Written instruction »
Render the material below as a Markdown table with two columns, Row and Entry. Number each line in Row and skip any blank lines.
___ Provided data ___
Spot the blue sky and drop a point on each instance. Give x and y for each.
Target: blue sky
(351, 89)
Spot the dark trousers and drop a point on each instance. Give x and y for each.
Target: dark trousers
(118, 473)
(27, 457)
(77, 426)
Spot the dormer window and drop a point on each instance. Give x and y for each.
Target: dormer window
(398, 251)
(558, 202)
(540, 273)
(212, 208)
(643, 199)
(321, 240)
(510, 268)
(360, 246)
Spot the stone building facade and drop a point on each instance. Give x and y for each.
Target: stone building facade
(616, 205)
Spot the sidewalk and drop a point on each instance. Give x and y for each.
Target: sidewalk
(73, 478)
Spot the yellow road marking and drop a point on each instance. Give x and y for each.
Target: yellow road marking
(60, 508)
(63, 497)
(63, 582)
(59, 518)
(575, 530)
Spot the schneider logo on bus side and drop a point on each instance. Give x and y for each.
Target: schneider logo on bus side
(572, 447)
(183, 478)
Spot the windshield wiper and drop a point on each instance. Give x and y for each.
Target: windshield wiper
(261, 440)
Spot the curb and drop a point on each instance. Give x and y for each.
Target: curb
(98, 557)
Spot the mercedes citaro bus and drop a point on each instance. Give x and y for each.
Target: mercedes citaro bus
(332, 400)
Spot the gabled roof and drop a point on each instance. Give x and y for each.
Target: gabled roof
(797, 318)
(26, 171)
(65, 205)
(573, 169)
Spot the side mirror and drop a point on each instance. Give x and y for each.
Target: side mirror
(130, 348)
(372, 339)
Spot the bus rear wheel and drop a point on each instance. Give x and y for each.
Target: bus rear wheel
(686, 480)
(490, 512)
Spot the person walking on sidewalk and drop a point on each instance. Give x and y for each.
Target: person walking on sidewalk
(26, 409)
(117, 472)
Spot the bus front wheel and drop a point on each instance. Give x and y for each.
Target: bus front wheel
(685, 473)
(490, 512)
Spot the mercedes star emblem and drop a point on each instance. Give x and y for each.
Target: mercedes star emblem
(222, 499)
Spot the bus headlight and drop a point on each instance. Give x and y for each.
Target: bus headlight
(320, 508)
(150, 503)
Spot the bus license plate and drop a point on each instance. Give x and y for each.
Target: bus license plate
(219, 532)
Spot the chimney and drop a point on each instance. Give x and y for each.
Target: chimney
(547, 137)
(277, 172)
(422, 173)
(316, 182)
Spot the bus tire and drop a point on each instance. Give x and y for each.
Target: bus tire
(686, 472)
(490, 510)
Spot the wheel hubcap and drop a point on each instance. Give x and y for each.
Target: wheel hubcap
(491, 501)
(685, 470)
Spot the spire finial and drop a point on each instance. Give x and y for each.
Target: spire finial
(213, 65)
___
Solution for this exercise »
| Row | Entry |
|---|---|
| 1 | Spot the blue sky and drop a point on each instance. Give x and y for each. |
| 2 | Target: blue sky |
| 3 | (351, 89) |
| 4 | Spot the dark trousers and drop a point on each instance. Give x and y for each. |
| 5 | Target: dark trousers |
| 6 | (118, 473) |
| 7 | (27, 457) |
| 8 | (77, 426) |
| 9 | Spot the dormer window and drop a point on each instance. Give x and y for each. |
| 10 | Target: dormer window |
| 11 | (398, 251) |
| 12 | (558, 202) |
| 13 | (540, 273) |
| 14 | (212, 208) |
| 15 | (643, 199) |
| 16 | (321, 240) |
| 17 | (510, 268) |
| 18 | (360, 246) |
| 19 | Spot the stone building facade and drop a point on each instance. Give x and y for each. |
| 20 | Target: stone building facade |
| 21 | (616, 205) |
| 22 | Spot the sidewalk and drop a point on each instance. Give x and y for each. |
| 23 | Target: sidewalk |
| 24 | (73, 478) |
| 25 | Spot the yellow road marking and drop a point on each instance. Give x and y for each. |
| 26 | Target: yellow road marking |
| 27 | (60, 508) |
| 28 | (63, 497) |
| 29 | (63, 582) |
| 30 | (59, 518) |
| 31 | (575, 530) |
| 32 | Spot the schneider logo on bus side and drop a point on each instance. Give x and y for each. |
| 33 | Target: schneider logo on bus side |
| 34 | (572, 447) |
| 35 | (183, 478) |
| 36 | Spot the windshield wiper and drop a point on each instance. Give x and y for each. |
| 37 | Target: windshield wiper |
| 38 | (261, 440) |
| 39 | Spot the curb and drop a point on each instance. Give x and y for each. |
| 40 | Target: curb |
| 41 | (98, 557) |
| 42 | Spot the mercedes citaro bus and drop a point on each instance. Give x and y for each. |
| 43 | Target: mercedes citaro bus |
| 44 | (332, 400) |
| 45 | Spot the gabled roof and drop a point on each instance. Give x and y for each. |
| 46 | Target: gabled roof |
| 47 | (797, 318) |
| 48 | (26, 171) |
| 49 | (65, 205) |
| 50 | (573, 169) |
| 51 | Spot the side mirror and drop a point on each instance. Give x and y for each. |
| 52 | Target: side mirror |
| 53 | (130, 348) |
| 54 | (372, 339) |
| 55 | Spot the bus rear wheel and drop a point on each instance. Give x and y for each. |
| 56 | Target: bus rear wheel |
| 57 | (686, 480) |
| 58 | (490, 512) |
| 59 | Spot the person walking on sidewalk and drop a point on each instance. Give x and y for each. |
| 60 | Target: person walking on sidewalk |
| 61 | (26, 409) |
| 62 | (117, 472) |
| 63 | Spot the bus front wheel and drop a point on each instance. Give x and y for each. |
| 64 | Target: bus front wheel |
| 65 | (685, 473) |
| 66 | (490, 512) |
| 67 | Spot the mercedes star emblem and drop a point on each instance. Give x and y for each. |
| 68 | Target: mercedes star emblem |
| 69 | (222, 499) |
| 70 | Spot the bus headlight and drop a point on each instance. Give x and y for each. |
| 71 | Target: bus headlight |
| 72 | (320, 508) |
| 73 | (150, 503) |
| 74 | Spot the bus license plate and drop a point on each instance. Give x and y for each. |
| 75 | Target: bus license plate |
| 76 | (219, 532) |
| 77 | Spot the chimney and drop a point on each instance. Give x and y for each. |
| 78 | Target: chimney |
| 79 | (547, 137) |
| 80 | (277, 172) |
| 81 | (422, 173) |
| 82 | (316, 182) |
| 83 | Spot the bus tire and drop a point on each instance. Give x and y for each. |
| 84 | Target: bus tire |
| 85 | (686, 472) |
| 86 | (490, 510) |
| 87 | Spot the wheel hubcap and drop a point on each instance. Give x and y for each. |
| 88 | Target: wheel hubcap |
| 89 | (491, 501) |
| 90 | (685, 470) |
| 91 | Spot the spire finial and drop a point on each instance. Give x and y for each. |
| 92 | Target: spire finial |
| 93 | (213, 65) |